• Records provided:
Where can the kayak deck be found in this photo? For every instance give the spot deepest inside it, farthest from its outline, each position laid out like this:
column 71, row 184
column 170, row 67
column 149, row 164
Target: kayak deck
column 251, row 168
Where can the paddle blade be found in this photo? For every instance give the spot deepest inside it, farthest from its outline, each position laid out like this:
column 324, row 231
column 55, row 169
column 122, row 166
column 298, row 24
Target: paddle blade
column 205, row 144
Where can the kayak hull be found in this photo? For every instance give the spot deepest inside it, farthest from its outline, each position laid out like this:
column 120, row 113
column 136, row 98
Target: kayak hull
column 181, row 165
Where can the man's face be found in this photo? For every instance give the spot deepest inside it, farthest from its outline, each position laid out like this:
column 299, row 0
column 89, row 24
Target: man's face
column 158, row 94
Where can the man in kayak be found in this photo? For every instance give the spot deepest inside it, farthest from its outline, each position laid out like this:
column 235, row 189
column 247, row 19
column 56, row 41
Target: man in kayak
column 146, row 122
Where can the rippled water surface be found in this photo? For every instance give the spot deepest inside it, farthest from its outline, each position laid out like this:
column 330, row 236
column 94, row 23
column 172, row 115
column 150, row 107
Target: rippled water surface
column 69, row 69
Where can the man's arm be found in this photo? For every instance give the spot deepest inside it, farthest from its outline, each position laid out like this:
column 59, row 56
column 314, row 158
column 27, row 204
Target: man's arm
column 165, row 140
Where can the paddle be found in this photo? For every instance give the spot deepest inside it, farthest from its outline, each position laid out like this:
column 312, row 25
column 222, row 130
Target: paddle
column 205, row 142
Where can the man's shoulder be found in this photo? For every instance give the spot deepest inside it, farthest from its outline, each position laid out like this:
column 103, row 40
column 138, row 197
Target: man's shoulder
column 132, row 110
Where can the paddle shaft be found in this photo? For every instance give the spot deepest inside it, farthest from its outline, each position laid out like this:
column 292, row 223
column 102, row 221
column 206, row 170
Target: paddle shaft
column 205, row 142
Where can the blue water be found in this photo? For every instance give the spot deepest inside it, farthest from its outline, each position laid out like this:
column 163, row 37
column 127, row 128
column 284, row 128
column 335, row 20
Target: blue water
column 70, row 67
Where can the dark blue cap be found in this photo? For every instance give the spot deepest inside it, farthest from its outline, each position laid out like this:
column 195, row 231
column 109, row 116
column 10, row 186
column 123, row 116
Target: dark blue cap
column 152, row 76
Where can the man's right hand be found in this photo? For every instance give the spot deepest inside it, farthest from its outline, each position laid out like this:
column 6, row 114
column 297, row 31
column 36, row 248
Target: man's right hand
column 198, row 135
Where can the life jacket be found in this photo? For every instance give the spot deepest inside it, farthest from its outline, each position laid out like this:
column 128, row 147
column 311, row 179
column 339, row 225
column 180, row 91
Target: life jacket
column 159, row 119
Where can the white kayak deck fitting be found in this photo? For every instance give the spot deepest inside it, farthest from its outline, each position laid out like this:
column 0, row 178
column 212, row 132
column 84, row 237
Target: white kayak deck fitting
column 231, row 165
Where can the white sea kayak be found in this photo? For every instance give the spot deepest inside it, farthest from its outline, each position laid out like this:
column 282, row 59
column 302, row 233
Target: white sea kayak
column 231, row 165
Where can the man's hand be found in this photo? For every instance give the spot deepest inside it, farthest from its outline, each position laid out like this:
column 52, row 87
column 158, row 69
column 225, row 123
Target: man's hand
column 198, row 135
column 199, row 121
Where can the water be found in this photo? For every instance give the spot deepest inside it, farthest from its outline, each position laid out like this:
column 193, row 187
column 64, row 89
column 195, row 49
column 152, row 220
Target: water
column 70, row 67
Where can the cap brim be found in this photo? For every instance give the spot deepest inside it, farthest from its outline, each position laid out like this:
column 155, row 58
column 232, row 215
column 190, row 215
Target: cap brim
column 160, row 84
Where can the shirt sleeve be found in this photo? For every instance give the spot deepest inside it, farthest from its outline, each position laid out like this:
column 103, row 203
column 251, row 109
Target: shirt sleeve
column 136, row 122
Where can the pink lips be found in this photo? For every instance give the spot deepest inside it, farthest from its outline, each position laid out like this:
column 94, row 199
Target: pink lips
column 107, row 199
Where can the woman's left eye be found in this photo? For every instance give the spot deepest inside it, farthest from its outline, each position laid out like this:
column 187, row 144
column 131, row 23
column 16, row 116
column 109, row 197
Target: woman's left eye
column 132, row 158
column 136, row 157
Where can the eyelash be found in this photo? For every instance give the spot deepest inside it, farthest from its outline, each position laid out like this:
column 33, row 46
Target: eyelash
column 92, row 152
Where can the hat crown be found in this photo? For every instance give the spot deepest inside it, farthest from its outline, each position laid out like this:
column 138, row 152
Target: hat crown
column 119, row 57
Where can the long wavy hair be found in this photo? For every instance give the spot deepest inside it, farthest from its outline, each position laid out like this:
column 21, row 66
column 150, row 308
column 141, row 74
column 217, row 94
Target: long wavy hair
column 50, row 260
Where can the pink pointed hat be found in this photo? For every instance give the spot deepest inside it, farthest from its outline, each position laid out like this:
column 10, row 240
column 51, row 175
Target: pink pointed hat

• Task instructions:
Output the listing in full. Leave every line unchanged.

• Written solution:
Where can the kayak deck be found in this photo? For every instance give the spot deepest inside it, farthest from its outline, each position laid out like this:
column 71, row 184
column 170, row 67
column 149, row 164
Target: kayak deck
column 251, row 168
Where can the paddle blade be found in this photo? For every instance give the spot deepest inside it, farthest from its outline, each position laid out like this:
column 324, row 231
column 55, row 169
column 122, row 166
column 298, row 24
Target: paddle blade
column 205, row 144
Where can the kayak hull be found in this photo? For every instance give the spot deepest inside it, farthest from its outline, each position laid out like this:
column 120, row 113
column 136, row 98
Target: kayak hull
column 181, row 165
Where can the man's face be found in this photo? For every instance give the spot deepest inside it, farthest from its outline, each position laid out like this:
column 299, row 0
column 89, row 24
Target: man's face
column 158, row 94
Where can the man in kayak be found in this photo? For every instance give the spot deepest inside it, farthest from its outline, each position laid out like this:
column 235, row 189
column 247, row 19
column 56, row 41
Target: man in kayak
column 146, row 122
Where can the rippled water surface be found in this photo? For every instance give the spot deepest inside it, farthest from its outline, each position laid out like this:
column 330, row 236
column 94, row 23
column 172, row 115
column 150, row 107
Target: rippled water surface
column 69, row 69
Where can the man's arm be found in this photo? For every instance give the spot deepest inside it, farthest from its outline, each position laid out like this:
column 59, row 56
column 314, row 158
column 27, row 204
Target: man's arm
column 165, row 140
Where can the paddle be found in this photo? For every instance give the spot deepest inside it, farthest from its outline, each position laid out like this:
column 312, row 25
column 222, row 130
Target: paddle
column 205, row 142
Where can the man's shoulder be found in this photo? For every instance give the spot deepest inside it, farthest from its outline, each position laid out like this:
column 103, row 40
column 138, row 197
Target: man's shoulder
column 132, row 110
Where can the paddle shaft be found in this photo? For every instance give the spot deepest inside it, farthest from its outline, each position laid out like this:
column 292, row 223
column 102, row 221
column 206, row 170
Target: paddle shaft
column 205, row 142
Where can the blue water be found in this photo? For every instance give the spot deepest inside it, farthest from its outline, each position laid out like this:
column 163, row 37
column 127, row 128
column 284, row 128
column 335, row 20
Target: blue water
column 70, row 67
Where can the dark blue cap be found in this photo? For every instance give the spot deepest inside it, farthest from its outline, each position laid out like this:
column 195, row 231
column 109, row 116
column 10, row 186
column 123, row 116
Target: dark blue cap
column 152, row 76
Where can the man's right hand be found in this photo? For every instance give the spot deepest inside it, farthest from its outline, each position laid out like this:
column 6, row 114
column 297, row 31
column 36, row 248
Target: man's right hand
column 198, row 135
Where can the life jacket be found in this photo? For every instance give the spot deepest inside it, farthest from its outline, each position laid out like this:
column 128, row 147
column 311, row 179
column 339, row 225
column 180, row 91
Target: life jacket
column 159, row 119
Where can the white kayak deck fitting be found in this photo? For every instance give the spot deepest inside it, farthest from its outline, each position laid out like this:
column 0, row 178
column 212, row 132
column 84, row 237
Target: white kayak deck fitting
column 231, row 165
Where can the white sea kayak be found in this photo? For every instance give the spot deepest inside it, farthest from its outline, each position laid out like this:
column 282, row 59
column 302, row 233
Target: white sea kayak
column 231, row 165
Where can the man's hand be found in this photo? For every instance give the spot deepest inside it, farthest from its outline, each position laid out like this:
column 52, row 87
column 158, row 69
column 225, row 123
Target: man's hand
column 198, row 135
column 199, row 121
Where can the water be found in this photo? For every instance give the spot deepest inside it, farthest from its outline, each position laid out like this:
column 193, row 187
column 64, row 89
column 195, row 49
column 152, row 220
Target: water
column 70, row 67
Where can the cap brim be found in this photo? For every instance give the spot deepest inside it, farthest from its outline, each position laid out like this:
column 155, row 58
column 232, row 215
column 190, row 215
Target: cap brim
column 160, row 84
Where can the shirt sleeve be found in this photo? For every instance give the spot deepest inside it, farthest from its outline, each position laid out like this:
column 103, row 203
column 251, row 109
Target: shirt sleeve
column 136, row 122
Where can the pink lips be found in this photo? For every instance give the spot deepest inside it, farthest from its outline, each position laid out like this:
column 94, row 199
Target: pink lips
column 107, row 199
Where can the woman's left eye be found in this photo? For every instance give the spot deepest inside it, farthest from its outline, each position laid out like this:
column 187, row 144
column 131, row 23
column 16, row 116
column 109, row 197
Target: woman's left eye
column 132, row 158
column 136, row 157
Where can the eyelash be found in this photo? For every instance give the spot deepest inside it, farthest from its outline, each position laid out like this:
column 33, row 46
Target: eyelash
column 92, row 152
Where can the hat crown be found in this photo? For every instance give the spot deepest inside it, farthest from its outline, each position laid out like this:
column 138, row 152
Target: hat crown
column 119, row 57
Where can the long wavy hair be found in this photo? For every instance give the spot deepest inside it, farthest from its outline, each position laid out like this:
column 21, row 66
column 150, row 308
column 141, row 74
column 217, row 94
Target: long wavy hair
column 50, row 260
Where can the pink pointed hat be found in this photo? For every instance give the spot deepest inside it, farthest from its outline, each position laid out like this:
column 10, row 240
column 51, row 175
Target: pink pointed hat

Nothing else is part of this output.